___ Records for the exercise ___

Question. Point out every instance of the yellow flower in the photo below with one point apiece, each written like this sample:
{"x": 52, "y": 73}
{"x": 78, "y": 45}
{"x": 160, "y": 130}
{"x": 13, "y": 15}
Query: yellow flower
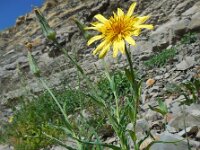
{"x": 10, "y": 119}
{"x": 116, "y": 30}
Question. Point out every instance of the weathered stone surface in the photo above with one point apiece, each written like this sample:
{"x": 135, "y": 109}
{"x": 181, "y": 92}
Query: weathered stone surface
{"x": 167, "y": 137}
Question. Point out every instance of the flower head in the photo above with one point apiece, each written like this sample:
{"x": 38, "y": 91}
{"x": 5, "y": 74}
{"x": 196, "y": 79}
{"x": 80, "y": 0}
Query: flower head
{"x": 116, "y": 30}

___
___ Records for the exercise ___

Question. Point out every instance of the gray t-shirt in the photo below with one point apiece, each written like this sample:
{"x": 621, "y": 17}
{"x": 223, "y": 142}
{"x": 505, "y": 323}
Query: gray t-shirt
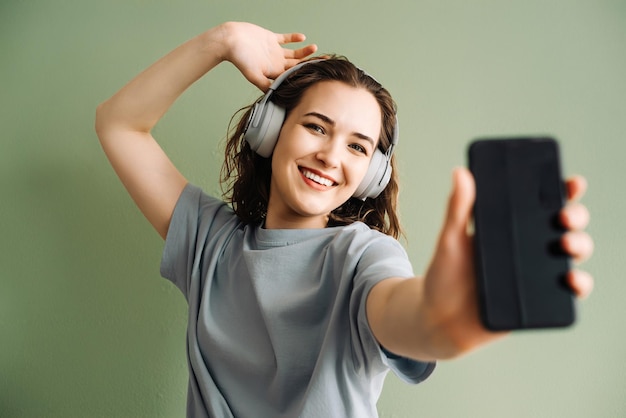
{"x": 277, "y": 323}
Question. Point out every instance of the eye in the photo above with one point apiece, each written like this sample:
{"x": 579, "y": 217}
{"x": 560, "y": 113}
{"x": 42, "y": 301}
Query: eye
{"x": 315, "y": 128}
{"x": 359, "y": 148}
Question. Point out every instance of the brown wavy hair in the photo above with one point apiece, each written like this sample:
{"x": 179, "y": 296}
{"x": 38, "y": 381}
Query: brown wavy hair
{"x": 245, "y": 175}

___

- **To do**: Read through the data and copy every line where "below" shows up.

- **Result for this exercise**:
Question. Point out every instance of the yellow flower in the photo below with one point apiece, each written like this sample:
Question. Point out every instance of the gray t-shirt in the photo below with one point apiece, each written like this sample:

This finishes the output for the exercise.